▼

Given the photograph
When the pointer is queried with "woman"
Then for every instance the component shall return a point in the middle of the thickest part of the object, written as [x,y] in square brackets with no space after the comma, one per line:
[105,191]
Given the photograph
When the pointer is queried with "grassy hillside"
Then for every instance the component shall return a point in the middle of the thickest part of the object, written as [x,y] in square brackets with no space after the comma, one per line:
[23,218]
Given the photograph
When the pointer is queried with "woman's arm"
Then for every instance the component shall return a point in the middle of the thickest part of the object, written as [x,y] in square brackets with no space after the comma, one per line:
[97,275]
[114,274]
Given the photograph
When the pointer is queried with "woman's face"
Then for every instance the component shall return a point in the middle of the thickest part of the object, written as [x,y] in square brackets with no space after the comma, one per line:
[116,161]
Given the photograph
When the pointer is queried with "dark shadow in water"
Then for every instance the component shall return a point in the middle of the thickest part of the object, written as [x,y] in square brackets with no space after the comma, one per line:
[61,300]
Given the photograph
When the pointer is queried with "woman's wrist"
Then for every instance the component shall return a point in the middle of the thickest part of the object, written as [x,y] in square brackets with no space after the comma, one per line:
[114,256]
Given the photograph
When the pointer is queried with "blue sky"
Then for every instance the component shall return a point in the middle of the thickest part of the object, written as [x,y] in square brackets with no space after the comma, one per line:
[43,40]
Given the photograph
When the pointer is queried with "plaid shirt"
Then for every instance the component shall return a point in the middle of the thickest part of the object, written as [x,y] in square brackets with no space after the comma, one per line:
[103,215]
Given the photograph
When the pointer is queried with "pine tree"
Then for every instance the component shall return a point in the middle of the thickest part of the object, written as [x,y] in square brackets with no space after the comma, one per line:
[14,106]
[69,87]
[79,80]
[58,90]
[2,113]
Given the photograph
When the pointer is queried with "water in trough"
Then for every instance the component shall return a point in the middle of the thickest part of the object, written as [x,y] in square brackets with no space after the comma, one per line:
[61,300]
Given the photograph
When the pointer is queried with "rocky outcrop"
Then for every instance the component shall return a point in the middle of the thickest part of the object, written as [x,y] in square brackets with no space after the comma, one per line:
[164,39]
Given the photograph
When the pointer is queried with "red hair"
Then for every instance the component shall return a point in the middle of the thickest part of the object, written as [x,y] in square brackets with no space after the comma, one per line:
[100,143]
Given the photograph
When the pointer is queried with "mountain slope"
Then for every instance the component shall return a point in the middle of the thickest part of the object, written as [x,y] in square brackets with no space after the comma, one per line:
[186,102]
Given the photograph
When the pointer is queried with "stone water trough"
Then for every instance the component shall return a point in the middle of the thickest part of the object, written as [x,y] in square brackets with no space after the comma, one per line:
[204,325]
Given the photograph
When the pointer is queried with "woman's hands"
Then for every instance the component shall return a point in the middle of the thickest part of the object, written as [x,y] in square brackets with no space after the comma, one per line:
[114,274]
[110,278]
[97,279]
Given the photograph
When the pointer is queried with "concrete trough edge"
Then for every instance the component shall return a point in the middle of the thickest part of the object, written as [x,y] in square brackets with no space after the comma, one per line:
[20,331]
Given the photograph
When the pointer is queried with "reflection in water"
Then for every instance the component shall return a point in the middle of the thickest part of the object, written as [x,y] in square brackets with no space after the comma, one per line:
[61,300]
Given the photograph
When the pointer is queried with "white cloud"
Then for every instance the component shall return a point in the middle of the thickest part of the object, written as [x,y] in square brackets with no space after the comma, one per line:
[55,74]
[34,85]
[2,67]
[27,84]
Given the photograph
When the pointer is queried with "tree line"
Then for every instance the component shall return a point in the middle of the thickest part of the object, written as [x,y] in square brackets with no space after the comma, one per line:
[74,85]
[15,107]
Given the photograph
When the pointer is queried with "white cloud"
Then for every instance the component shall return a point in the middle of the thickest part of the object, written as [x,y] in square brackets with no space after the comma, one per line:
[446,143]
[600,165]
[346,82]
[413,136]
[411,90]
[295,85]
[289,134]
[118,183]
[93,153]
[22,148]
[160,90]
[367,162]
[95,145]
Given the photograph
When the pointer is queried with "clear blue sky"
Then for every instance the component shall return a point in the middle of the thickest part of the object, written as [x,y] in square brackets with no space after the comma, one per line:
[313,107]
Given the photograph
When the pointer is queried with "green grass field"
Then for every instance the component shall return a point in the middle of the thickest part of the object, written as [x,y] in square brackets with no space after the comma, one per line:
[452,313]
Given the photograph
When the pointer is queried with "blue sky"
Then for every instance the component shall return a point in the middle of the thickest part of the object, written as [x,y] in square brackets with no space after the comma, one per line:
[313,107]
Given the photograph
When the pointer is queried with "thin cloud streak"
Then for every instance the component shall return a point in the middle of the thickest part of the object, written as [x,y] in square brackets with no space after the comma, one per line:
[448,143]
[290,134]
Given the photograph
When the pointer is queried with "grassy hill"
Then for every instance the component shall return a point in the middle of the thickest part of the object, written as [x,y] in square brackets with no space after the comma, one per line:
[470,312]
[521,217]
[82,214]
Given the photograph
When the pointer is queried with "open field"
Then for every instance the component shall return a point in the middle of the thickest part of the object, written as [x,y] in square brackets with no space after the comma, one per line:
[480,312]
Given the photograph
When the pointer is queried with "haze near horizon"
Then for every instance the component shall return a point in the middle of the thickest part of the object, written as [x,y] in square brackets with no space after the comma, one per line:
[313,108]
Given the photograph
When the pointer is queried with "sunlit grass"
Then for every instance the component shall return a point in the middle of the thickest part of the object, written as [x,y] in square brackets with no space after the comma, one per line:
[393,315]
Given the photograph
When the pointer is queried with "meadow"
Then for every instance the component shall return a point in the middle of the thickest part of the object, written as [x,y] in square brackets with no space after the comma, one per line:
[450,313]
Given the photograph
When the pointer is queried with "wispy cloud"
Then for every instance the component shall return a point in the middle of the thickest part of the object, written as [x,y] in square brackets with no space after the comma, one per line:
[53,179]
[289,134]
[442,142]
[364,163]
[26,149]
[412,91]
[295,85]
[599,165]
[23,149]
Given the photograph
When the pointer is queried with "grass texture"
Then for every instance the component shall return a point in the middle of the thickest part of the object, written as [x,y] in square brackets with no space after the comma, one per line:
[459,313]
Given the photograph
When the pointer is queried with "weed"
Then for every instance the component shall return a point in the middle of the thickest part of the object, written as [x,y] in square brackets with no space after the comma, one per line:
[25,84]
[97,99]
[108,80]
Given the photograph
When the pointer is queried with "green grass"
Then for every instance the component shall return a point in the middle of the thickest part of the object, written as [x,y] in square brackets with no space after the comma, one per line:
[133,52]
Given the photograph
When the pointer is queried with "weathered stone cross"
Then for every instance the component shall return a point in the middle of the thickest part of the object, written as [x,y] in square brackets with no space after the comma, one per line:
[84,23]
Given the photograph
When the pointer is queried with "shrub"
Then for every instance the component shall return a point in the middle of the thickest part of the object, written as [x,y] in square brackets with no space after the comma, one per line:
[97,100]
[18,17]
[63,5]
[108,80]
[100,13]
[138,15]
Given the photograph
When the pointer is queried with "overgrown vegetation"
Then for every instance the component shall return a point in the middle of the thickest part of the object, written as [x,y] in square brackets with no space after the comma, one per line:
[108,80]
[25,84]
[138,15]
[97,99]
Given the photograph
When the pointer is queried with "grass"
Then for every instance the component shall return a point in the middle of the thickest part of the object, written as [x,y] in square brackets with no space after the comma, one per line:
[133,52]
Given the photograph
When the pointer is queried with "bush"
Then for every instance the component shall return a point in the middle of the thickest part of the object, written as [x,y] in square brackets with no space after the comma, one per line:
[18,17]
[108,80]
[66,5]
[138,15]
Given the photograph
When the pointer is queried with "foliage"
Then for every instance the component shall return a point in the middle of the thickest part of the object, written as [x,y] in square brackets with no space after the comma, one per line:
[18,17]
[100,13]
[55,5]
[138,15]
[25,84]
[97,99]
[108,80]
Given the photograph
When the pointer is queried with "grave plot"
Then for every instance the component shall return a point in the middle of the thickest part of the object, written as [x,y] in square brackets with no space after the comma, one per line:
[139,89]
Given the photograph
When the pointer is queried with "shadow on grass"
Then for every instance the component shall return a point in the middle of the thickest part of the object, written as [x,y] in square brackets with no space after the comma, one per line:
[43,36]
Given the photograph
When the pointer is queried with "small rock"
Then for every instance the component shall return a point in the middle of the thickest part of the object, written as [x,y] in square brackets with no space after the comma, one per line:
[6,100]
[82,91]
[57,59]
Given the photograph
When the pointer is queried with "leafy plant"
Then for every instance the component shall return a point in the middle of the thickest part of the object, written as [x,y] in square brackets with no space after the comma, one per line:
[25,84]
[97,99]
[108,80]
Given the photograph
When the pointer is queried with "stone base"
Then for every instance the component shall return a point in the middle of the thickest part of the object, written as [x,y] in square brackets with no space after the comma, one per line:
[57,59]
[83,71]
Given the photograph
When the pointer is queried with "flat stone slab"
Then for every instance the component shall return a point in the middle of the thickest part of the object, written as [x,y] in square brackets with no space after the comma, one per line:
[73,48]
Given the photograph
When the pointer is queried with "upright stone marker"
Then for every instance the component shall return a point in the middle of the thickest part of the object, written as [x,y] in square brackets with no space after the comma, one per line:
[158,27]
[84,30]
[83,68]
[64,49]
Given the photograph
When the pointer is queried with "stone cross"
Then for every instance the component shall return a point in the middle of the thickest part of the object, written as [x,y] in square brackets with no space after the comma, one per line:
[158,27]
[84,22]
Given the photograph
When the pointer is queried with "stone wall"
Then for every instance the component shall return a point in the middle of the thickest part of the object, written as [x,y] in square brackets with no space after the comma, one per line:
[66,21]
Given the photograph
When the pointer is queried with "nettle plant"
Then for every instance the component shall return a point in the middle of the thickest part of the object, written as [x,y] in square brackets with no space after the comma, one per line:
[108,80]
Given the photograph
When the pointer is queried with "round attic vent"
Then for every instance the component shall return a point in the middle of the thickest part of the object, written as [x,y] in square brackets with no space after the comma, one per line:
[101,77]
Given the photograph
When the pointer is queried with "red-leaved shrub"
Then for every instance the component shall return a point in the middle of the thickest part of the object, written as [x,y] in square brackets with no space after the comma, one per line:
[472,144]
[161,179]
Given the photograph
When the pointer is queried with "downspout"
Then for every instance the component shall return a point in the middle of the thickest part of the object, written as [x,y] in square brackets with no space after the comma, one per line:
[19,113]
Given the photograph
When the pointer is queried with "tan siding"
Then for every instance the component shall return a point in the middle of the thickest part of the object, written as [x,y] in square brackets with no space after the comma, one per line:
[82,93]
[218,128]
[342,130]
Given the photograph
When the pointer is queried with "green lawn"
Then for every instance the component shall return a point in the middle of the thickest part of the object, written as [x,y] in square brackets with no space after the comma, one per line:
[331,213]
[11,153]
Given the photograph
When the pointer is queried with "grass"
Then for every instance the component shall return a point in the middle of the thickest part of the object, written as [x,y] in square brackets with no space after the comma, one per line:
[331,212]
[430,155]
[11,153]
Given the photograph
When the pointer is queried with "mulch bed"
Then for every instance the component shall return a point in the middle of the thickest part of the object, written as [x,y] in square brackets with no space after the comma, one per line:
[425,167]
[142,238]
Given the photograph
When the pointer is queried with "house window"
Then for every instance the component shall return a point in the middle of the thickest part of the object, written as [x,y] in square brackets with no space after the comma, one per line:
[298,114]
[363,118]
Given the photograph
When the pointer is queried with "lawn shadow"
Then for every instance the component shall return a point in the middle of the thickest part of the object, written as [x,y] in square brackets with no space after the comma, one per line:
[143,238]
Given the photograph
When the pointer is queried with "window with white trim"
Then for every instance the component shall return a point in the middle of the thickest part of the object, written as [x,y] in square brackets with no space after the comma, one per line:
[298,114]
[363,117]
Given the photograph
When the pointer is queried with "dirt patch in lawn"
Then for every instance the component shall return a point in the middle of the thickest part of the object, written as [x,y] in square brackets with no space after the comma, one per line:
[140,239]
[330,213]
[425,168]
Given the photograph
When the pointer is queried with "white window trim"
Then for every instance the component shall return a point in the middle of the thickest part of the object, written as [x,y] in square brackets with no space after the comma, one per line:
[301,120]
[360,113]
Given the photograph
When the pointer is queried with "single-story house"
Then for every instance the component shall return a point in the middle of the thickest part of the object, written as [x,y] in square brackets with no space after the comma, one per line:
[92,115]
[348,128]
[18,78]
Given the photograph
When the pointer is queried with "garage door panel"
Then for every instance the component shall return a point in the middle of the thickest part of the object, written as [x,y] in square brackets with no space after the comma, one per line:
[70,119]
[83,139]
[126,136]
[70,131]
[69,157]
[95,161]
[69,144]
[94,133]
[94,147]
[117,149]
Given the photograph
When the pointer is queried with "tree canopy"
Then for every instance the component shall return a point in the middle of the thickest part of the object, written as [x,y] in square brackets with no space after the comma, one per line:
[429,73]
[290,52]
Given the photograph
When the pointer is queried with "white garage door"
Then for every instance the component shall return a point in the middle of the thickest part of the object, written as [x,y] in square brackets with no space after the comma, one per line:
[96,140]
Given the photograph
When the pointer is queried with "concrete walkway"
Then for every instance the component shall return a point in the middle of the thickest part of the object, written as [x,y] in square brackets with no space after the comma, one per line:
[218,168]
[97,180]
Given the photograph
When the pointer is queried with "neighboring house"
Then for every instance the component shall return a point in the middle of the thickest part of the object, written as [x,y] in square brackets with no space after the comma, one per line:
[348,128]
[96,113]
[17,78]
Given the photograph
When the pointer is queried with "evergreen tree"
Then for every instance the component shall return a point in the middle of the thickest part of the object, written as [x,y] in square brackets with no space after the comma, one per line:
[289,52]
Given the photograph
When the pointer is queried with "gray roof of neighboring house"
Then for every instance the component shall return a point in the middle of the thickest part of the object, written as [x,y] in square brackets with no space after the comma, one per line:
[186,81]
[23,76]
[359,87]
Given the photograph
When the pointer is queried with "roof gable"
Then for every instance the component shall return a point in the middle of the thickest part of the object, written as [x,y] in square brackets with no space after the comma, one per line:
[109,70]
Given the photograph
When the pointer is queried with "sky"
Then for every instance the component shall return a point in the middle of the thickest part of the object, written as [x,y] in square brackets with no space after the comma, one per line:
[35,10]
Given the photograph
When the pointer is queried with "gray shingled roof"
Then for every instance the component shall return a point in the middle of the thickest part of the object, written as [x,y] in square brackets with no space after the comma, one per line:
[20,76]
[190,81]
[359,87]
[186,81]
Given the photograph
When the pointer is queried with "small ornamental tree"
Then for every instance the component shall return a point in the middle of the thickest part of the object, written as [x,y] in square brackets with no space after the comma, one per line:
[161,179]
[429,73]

▲

Task statement:
Please show every line of the items above that contains the word "lawn", keeping in mind that case counts.

Answer to the task:
When the pointer is queried with "green lawn"
When the pointer is queried with "lawn shadow"
When the pointer is queried with "dirt patch in lawn"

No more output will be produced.